## INFORMATION PROVIDED
## begin

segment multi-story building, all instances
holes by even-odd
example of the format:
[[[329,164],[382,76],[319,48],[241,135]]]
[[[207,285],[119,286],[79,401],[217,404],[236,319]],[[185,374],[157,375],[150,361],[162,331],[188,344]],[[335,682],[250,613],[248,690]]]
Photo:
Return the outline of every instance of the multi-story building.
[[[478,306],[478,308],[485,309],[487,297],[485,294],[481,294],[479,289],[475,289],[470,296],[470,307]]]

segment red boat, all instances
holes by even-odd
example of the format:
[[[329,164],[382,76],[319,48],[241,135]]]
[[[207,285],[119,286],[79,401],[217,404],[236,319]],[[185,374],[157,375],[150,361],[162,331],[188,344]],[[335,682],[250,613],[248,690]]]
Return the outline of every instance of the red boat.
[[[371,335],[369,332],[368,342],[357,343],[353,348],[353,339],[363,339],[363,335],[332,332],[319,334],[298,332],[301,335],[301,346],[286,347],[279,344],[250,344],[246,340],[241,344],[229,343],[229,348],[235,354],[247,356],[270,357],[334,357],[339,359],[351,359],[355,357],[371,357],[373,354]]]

## end

Please print the lines of the records exactly, starting at the line that contains "segment red boat, all instances" and ending at the last line of the records.

segment red boat, all instances
holes by even-odd
example of the format:
[[[329,164],[382,76],[319,48],[241,135]]]
[[[207,285],[119,286],[79,401],[217,404],[236,319]],[[185,374],[157,375],[150,361],[162,331],[188,344]],[[335,682],[250,613],[248,690]]]
Return the outline of every instance of the red boat.
[[[371,335],[369,332],[368,342],[357,343],[353,348],[353,339],[363,339],[363,335],[332,332],[319,334],[298,332],[301,335],[301,346],[286,347],[279,344],[250,344],[246,340],[241,344],[229,343],[229,348],[235,354],[247,356],[270,357],[334,357],[339,359],[351,359],[355,357],[371,357],[373,354]]]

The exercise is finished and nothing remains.